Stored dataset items
____

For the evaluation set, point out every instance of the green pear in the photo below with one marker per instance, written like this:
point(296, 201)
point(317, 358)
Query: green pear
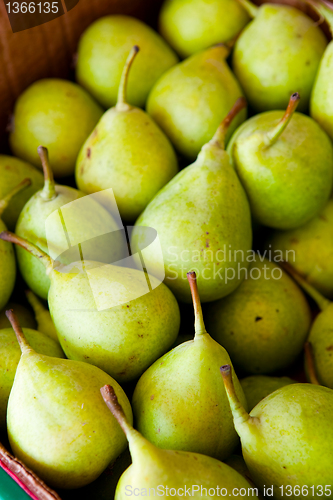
point(321, 103)
point(169, 472)
point(193, 25)
point(7, 257)
point(203, 222)
point(43, 316)
point(47, 215)
point(285, 163)
point(179, 402)
point(57, 422)
point(56, 113)
point(319, 355)
point(10, 354)
point(12, 172)
point(287, 439)
point(117, 318)
point(189, 101)
point(279, 51)
point(103, 49)
point(264, 323)
point(24, 315)
point(309, 249)
point(128, 153)
point(257, 387)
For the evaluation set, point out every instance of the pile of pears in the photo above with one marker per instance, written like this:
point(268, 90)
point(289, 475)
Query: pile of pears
point(188, 171)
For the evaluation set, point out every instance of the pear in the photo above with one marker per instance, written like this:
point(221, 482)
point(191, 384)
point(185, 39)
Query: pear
point(280, 50)
point(257, 387)
point(57, 422)
point(203, 222)
point(128, 153)
point(287, 438)
point(55, 220)
point(189, 101)
point(56, 113)
point(24, 315)
point(309, 249)
point(7, 258)
point(43, 316)
point(117, 318)
point(10, 354)
point(285, 163)
point(321, 103)
point(179, 403)
point(264, 323)
point(320, 352)
point(169, 472)
point(193, 25)
point(12, 172)
point(103, 49)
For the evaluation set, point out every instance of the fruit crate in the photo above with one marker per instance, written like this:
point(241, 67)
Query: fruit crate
point(48, 50)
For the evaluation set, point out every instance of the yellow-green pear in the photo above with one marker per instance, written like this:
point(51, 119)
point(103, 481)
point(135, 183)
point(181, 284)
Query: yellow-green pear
point(285, 164)
point(193, 25)
point(171, 472)
point(189, 101)
point(42, 315)
point(257, 387)
point(321, 103)
point(203, 223)
point(58, 114)
point(117, 318)
point(309, 249)
point(278, 52)
point(10, 354)
point(127, 152)
point(57, 219)
point(179, 402)
point(287, 439)
point(319, 354)
point(102, 52)
point(58, 424)
point(7, 257)
point(264, 323)
point(24, 315)
point(12, 172)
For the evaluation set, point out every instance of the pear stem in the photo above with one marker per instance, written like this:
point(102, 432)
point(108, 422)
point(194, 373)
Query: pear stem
point(24, 346)
point(221, 132)
point(309, 361)
point(35, 303)
point(111, 401)
point(122, 105)
point(271, 137)
point(6, 200)
point(199, 325)
point(320, 300)
point(48, 192)
point(325, 11)
point(238, 411)
point(33, 249)
point(250, 8)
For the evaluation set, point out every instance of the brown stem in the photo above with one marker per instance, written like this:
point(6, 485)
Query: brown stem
point(310, 364)
point(24, 346)
point(48, 192)
point(115, 407)
point(220, 134)
point(6, 200)
point(199, 325)
point(33, 249)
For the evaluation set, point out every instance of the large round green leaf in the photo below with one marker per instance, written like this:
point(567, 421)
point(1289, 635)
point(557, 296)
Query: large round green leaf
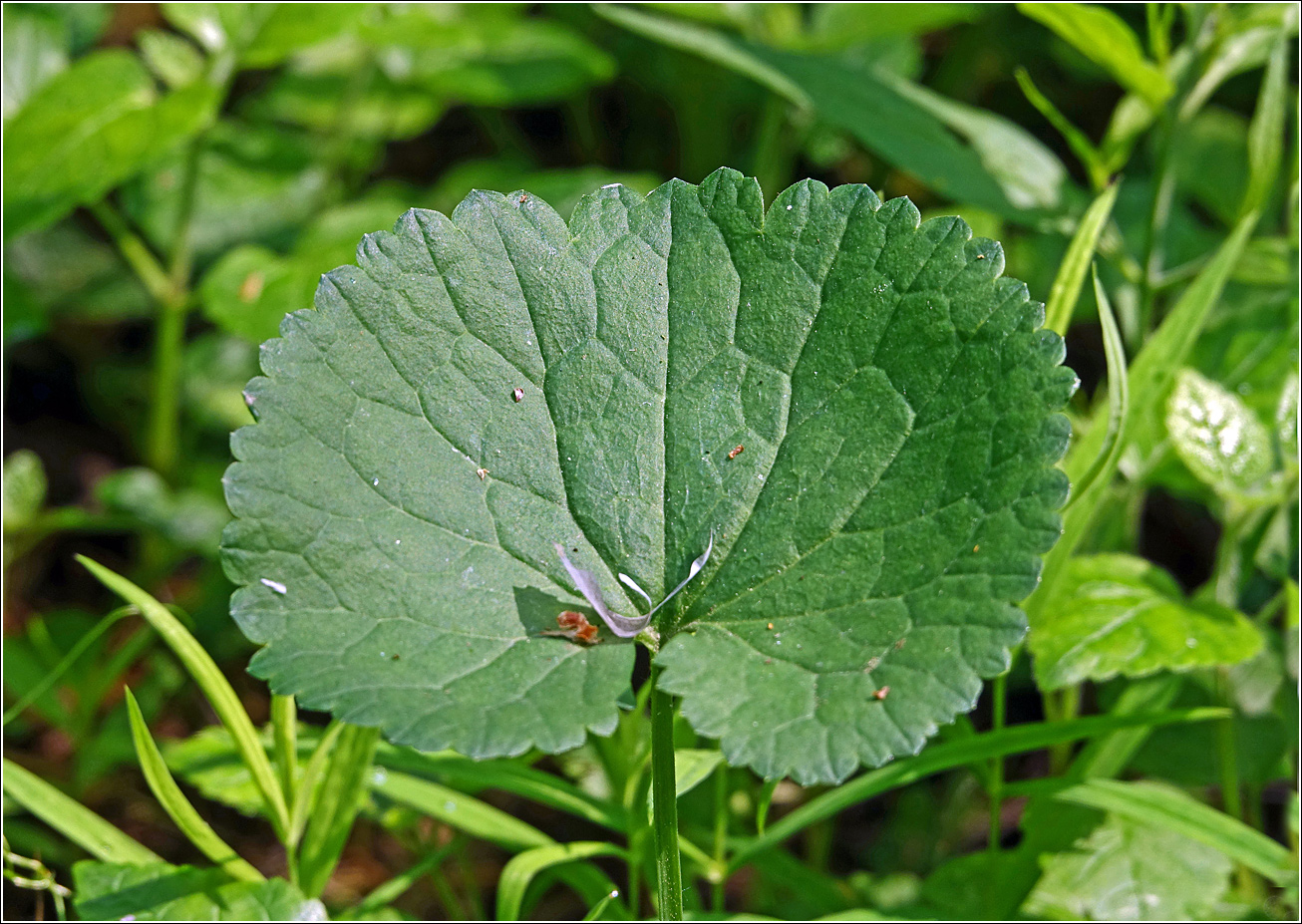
point(855, 410)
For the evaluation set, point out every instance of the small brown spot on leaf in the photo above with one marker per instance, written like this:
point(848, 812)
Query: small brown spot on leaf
point(251, 288)
point(575, 627)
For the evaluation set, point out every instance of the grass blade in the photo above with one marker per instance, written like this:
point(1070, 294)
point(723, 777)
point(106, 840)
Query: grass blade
point(951, 755)
point(73, 820)
point(1076, 262)
point(1266, 133)
point(65, 663)
point(1169, 808)
point(305, 795)
point(177, 807)
point(471, 775)
point(523, 867)
point(341, 796)
point(1119, 401)
point(213, 685)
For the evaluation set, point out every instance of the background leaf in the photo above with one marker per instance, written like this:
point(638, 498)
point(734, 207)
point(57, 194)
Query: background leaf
point(161, 892)
point(1118, 613)
point(1129, 871)
point(377, 561)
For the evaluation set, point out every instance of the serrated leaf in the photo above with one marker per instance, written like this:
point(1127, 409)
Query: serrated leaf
point(1119, 614)
point(89, 129)
point(1221, 442)
point(1128, 871)
point(832, 393)
point(161, 892)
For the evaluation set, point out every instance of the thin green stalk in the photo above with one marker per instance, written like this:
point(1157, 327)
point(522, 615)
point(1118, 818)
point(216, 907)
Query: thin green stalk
point(666, 800)
point(719, 875)
point(999, 712)
point(284, 723)
point(135, 251)
point(162, 447)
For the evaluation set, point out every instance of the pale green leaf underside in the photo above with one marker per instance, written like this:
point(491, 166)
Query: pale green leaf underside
point(897, 413)
point(164, 893)
point(1127, 871)
point(1120, 614)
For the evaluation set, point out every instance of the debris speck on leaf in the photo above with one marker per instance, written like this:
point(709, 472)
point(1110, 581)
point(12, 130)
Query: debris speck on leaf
point(575, 627)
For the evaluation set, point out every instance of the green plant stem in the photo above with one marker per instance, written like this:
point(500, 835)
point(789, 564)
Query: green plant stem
point(284, 721)
point(666, 800)
point(999, 711)
point(719, 875)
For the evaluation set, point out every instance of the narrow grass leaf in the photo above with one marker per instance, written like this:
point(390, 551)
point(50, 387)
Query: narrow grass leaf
point(1107, 41)
point(343, 792)
point(309, 787)
point(1169, 808)
point(177, 807)
point(523, 867)
point(213, 685)
point(458, 809)
point(1081, 146)
point(471, 775)
point(71, 818)
point(1076, 262)
point(949, 755)
point(284, 723)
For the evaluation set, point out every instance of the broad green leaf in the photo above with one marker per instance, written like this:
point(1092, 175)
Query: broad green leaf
point(960, 152)
point(254, 185)
point(561, 188)
point(189, 518)
point(1128, 871)
point(1119, 614)
point(260, 35)
point(960, 753)
point(488, 60)
point(1221, 442)
point(89, 129)
point(1102, 37)
point(71, 818)
point(778, 392)
point(173, 59)
point(35, 48)
point(846, 24)
point(1169, 808)
point(159, 892)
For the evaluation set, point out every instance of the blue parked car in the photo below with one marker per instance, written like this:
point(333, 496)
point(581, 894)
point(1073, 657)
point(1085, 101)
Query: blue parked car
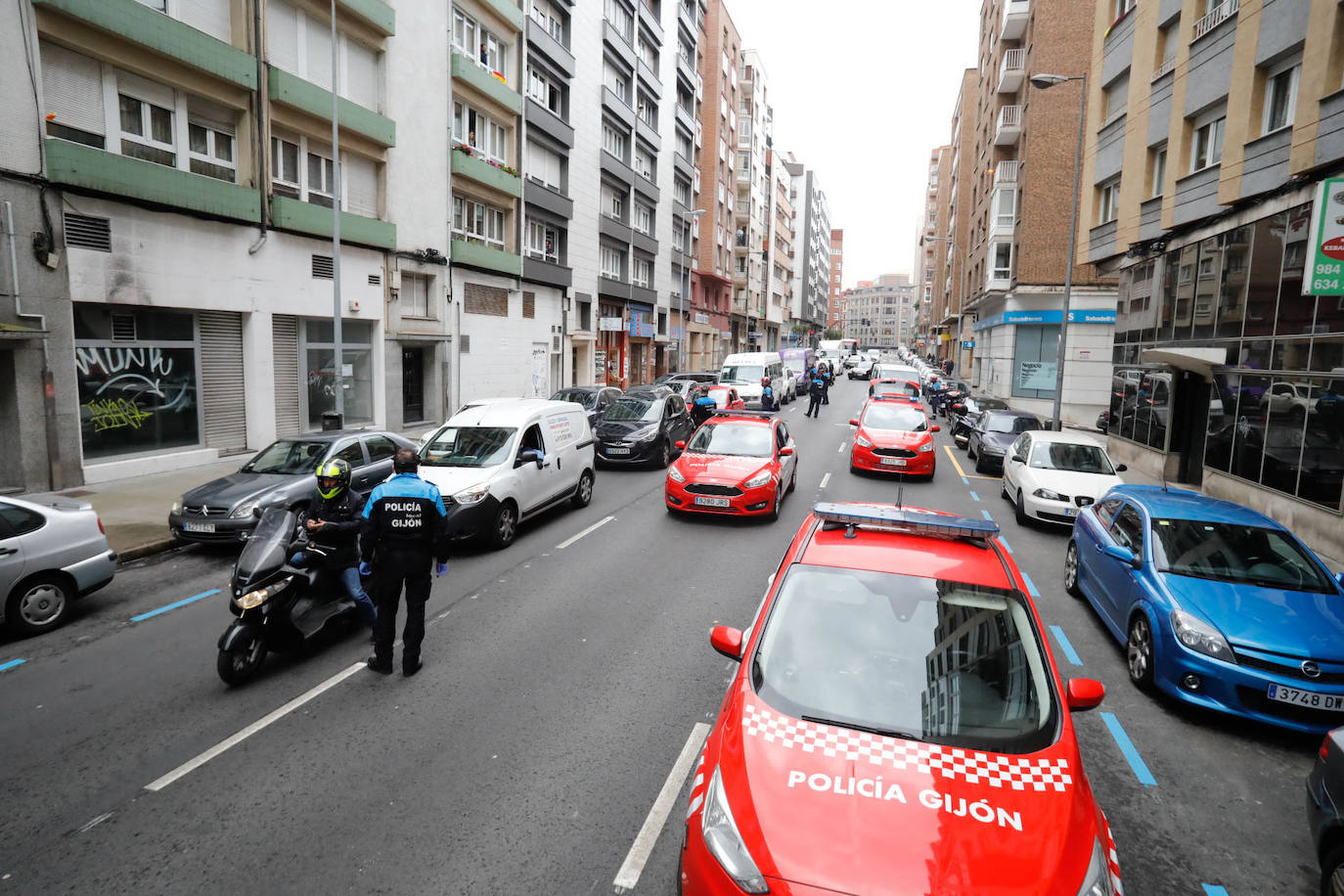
point(1215, 604)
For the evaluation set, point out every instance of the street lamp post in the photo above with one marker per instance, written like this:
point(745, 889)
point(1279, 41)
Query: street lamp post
point(1045, 82)
point(680, 304)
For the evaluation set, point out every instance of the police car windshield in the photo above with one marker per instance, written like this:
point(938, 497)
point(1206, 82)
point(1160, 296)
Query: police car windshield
point(920, 658)
point(468, 446)
point(895, 417)
point(737, 439)
point(632, 409)
point(742, 374)
point(288, 457)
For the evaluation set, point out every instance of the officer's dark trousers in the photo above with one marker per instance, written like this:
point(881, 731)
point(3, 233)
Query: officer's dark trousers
point(409, 568)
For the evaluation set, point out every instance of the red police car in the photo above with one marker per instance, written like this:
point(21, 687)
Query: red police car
point(739, 463)
point(897, 726)
point(894, 437)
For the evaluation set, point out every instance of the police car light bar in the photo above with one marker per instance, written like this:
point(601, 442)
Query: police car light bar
point(915, 521)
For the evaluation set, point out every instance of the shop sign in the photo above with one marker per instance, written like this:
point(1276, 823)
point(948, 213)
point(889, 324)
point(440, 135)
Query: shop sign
point(1324, 273)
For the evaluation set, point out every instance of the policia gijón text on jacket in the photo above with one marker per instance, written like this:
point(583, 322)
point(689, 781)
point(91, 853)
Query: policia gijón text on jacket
point(402, 531)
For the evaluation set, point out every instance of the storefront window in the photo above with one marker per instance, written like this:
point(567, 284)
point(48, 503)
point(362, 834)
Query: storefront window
point(1035, 355)
point(356, 360)
point(137, 379)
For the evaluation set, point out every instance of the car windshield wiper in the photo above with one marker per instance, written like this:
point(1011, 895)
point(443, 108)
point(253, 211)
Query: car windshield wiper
point(855, 726)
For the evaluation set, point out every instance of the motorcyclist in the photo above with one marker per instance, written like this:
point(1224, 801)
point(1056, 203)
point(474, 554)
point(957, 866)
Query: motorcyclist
point(333, 528)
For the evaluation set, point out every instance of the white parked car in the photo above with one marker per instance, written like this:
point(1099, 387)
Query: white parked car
point(1052, 475)
point(51, 551)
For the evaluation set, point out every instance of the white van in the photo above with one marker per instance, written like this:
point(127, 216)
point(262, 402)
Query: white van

____

* _Short problem_
Output the lines from the start of the stored dataset items up to and including the line with "point(188, 171)" as a Markdown table with a Row column and a Line column. Skip blank lines and leave the pictures out.

* _Full answer_
| Row | Line |
|---|---|
| 1 | For the evaluation set, point out every instance of the green pear in the photo below with one marker per instance, written like this: |
| 2 | point(296, 201) |
| 3 | point(317, 358) |
| 4 | Query: green pear |
| 5 | point(321, 103) |
| 6 | point(169, 472) |
| 7 | point(193, 25) |
| 8 | point(7, 257) |
| 9 | point(203, 222) |
| 10 | point(43, 316) |
| 11 | point(47, 215) |
| 12 | point(285, 163) |
| 13 | point(179, 402) |
| 14 | point(57, 422) |
| 15 | point(56, 113) |
| 16 | point(319, 355) |
| 17 | point(10, 354) |
| 18 | point(12, 172) |
| 19 | point(287, 439) |
| 20 | point(117, 318) |
| 21 | point(189, 101) |
| 22 | point(279, 51) |
| 23 | point(103, 49) |
| 24 | point(264, 323) |
| 25 | point(24, 315) |
| 26 | point(309, 249) |
| 27 | point(128, 153) |
| 28 | point(257, 387) |
| 29 | For the evaluation set, point out every instance of the pile of pears in the photo above with one marker per instance, written like this: |
| 30 | point(268, 90) |
| 31 | point(289, 475) |
| 32 | Query: pile of pears |
| 33 | point(188, 171) |